» **Data for this task**:
============

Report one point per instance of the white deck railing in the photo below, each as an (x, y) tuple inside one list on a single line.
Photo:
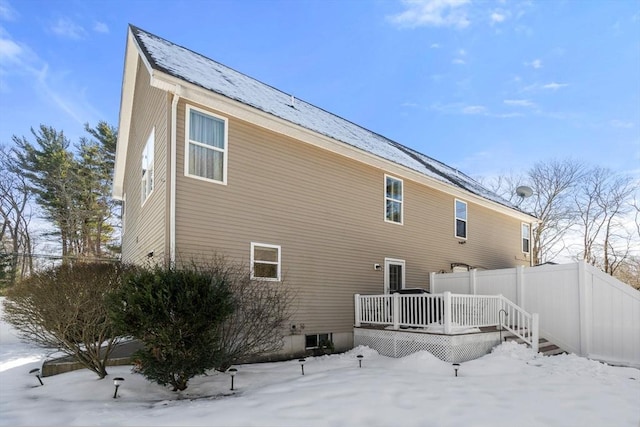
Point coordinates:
[(453, 312)]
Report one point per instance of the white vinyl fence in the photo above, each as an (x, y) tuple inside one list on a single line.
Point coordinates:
[(581, 309)]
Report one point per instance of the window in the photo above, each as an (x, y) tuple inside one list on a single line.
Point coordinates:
[(318, 341), (526, 236), (265, 261), (393, 200), (206, 152), (461, 219), (147, 168)]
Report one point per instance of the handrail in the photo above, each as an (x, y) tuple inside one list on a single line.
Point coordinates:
[(452, 312), (520, 323)]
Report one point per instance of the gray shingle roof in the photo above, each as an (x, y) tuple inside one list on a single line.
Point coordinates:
[(192, 67)]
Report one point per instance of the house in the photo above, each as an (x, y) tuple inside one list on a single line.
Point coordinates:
[(210, 160)]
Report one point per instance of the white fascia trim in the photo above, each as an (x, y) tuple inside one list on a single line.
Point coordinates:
[(268, 121), (132, 55), (172, 179)]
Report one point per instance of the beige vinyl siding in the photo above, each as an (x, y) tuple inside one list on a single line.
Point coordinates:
[(145, 225), (327, 213)]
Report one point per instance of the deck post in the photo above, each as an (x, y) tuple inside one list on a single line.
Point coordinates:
[(447, 312), (535, 325), (396, 311)]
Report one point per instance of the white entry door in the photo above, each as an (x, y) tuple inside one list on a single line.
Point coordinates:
[(394, 274)]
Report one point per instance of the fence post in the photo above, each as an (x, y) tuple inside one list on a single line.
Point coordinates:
[(520, 286), (584, 291), (396, 311), (472, 281), (447, 312), (535, 325)]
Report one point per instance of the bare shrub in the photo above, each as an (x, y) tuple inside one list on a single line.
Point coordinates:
[(64, 308)]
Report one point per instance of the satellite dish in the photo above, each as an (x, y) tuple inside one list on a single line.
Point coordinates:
[(524, 191)]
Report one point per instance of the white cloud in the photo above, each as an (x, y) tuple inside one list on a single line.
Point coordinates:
[(497, 18), (519, 102), (67, 28), (549, 86), (7, 13), (474, 109), (471, 110), (460, 59), (554, 86), (9, 50), (536, 63), (432, 13), (18, 62), (100, 27), (621, 124)]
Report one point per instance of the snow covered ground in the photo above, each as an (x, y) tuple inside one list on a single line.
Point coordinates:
[(510, 387)]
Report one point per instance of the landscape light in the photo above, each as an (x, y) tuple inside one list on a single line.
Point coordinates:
[(36, 373), (456, 366), (232, 372), (116, 382)]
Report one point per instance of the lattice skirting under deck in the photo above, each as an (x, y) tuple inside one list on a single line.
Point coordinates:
[(450, 348)]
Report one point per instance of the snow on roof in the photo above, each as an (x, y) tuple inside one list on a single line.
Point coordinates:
[(192, 67)]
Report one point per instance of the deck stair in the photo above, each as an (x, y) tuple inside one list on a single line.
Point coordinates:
[(545, 346)]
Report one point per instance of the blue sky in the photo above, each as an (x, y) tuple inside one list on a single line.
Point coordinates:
[(487, 87)]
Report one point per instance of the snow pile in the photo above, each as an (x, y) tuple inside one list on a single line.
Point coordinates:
[(510, 386)]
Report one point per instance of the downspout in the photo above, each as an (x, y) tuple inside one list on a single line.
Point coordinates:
[(172, 179)]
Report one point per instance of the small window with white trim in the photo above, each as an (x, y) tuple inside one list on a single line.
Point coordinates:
[(206, 146), (526, 238), (393, 199), (147, 168), (265, 261), (318, 341), (461, 219)]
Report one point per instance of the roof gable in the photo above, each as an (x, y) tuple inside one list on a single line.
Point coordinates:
[(192, 67)]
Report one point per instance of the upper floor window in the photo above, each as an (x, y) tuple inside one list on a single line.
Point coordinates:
[(393, 199), (461, 219), (147, 168), (265, 261), (526, 236), (206, 153)]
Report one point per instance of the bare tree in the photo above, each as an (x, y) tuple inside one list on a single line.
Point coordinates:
[(553, 184), (604, 203), (16, 244)]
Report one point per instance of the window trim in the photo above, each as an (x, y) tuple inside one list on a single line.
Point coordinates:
[(466, 220), (386, 198), (278, 264), (145, 180), (318, 340), (528, 237), (225, 151)]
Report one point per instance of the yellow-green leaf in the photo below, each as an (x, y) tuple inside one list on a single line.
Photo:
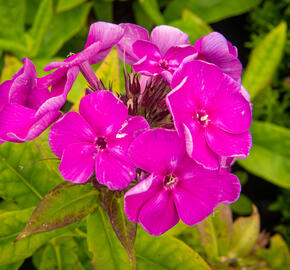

============

» **Activity**: I'd like every record above written out again exactly, without the pictures.

» **Your solution**:
Report one point per instance of the white deck railing in the photo below, each as an (x, y) tuple inside one list on a single line.
Photo:
Point coordinates:
[(453, 312)]
Report one point per instance of the white vinyl fence in the photo above, each as an (x, y) tuple inside one list on a single line.
Point coordinates:
[(581, 309)]
Report one point per instance of the window in the photo above, each as an (x, y) tuple inside one list on a single line.
Point coordinates:
[(318, 341), (526, 236), (265, 261), (393, 200), (206, 152), (461, 219), (147, 168)]
Report one point per instance of the handrail in the photo above, each as an (x, y) tuple inside one list on a single line.
Point coordinates:
[(452, 312), (520, 323)]
Report one point per instance of the gray shingle roof in the photo above, each as an (x, y) tuple inside one list on a single line.
Point coordinates:
[(192, 67)]
Report one point per instance of the house in the photo above, each as an (x, y) tuple inside one list on a single line.
Point coordinates:
[(210, 160)]
Report one point per instance of the white fascia trim in the photo above, each as an (x, y) tuple inside one list on a single line.
Point coordinates:
[(268, 121), (132, 55), (172, 179)]
Report one point per instance of the beige vinyl siding in the photo above, each as an (x, y) tuple inside one list on a single line.
Point coordinates:
[(145, 225), (327, 213)]
Report one point per instance of the deck post in the photo above, each as an (x, y) tuple inside one list on a single line.
Point coordinates:
[(447, 312), (535, 325), (396, 311)]
Report one point per instance of the white entry door in the photo above, each as an (x, y) tuple inside one list on a single line.
Point coordinates:
[(394, 274)]
Report one point per instance of the fence post in the photo above, each as an (x, y) tuple inside one list on a single line.
Point coordinates:
[(520, 286), (584, 291), (396, 311), (472, 281), (447, 312), (535, 325)]
Report one point per instance of the bare shrub in the photo above, each as an (x, y) tuple inside one list on a single line.
Point coordinates:
[(64, 308)]
Report one point per instance of the satellite dish in the photo above, each as an (x, y) tuple inside one list on a single line.
Point coordinates:
[(524, 191)]
Report one point per instance of the white cloud in the photo above, each as an (x, y) tuple inside one list on a single line.
Point coordinates:
[(497, 18), (519, 102), (67, 28), (549, 86), (7, 13), (474, 109), (471, 110), (460, 59), (554, 86), (9, 50), (536, 63), (432, 13), (18, 62), (100, 27), (621, 124)]
Report one point per instance of the snow covered ground in the photo above, each as an (x, y) tuple inside one list on a single line.
Point coordinates:
[(510, 387)]
Report one point per instance of the landscape light in the photo above, each as an (x, y) tuple inside one list on a single line.
Point coordinates:
[(36, 373), (456, 366), (232, 372), (116, 382)]
Report one point per instance of the lattice skirting under deck in the photo above, each as an (x, y) tuple inside one list on a single line.
Point coordinates:
[(450, 348)]
Report one point per instance of the snow on roof in the photo above, each as an (x, y) tuple inside one list on a single line.
Point coordinates:
[(192, 67)]
Report one point per instance of the deck stair in the photo above, each as an (x, y) tuple inside one list on a single line.
Point coordinates:
[(545, 346)]
Report one point per instance of the blue sky in the photo above, each as an (x, y) tuple inside one list on a single line.
Point coordinates:
[(487, 87)]
Report one point per instance of the snow pile in the photo above, each as an (x, y) tuple inside one list on a single line.
Point coordinates:
[(510, 386)]
Report one point per instance of the downspout in the photo above, each as an (x, y) tuple inside one list on a single line.
Point coordinates:
[(172, 179)]
Report one point per instance of the small window with white trim in the photo above, each as an (x, y) tuple inside one list on a single line.
Point coordinates:
[(206, 146), (526, 238), (393, 199), (147, 168), (265, 261), (318, 341), (461, 219)]
Report one point per instance of the roof gable in the photo above, each as an (x, y) tuple inside one list on a single line.
Point coordinates:
[(192, 67)]
Report one point per instance of the upper floor window in the photo above, each as an (x, y) tuple inside one list on a single line.
Point coordinates:
[(393, 199), (461, 219), (147, 168), (265, 261), (526, 236), (206, 153)]
Report one point per instance of the bare tree in the photo above, each as an (x, y) tuple inside one list on a single line.
Point coordinates:
[(553, 184), (604, 203), (16, 244)]
Report one point per instance of the window trim in the photo above, each as an (x, y) tuple inside one list on a single line.
Point coordinates:
[(466, 220), (386, 198), (278, 264), (145, 180), (318, 340), (528, 237), (225, 151)]
Report one point per instance of the yellow-green leaf in the photo below, each as an (x, y) tuple inside one list on a single line.
Photo:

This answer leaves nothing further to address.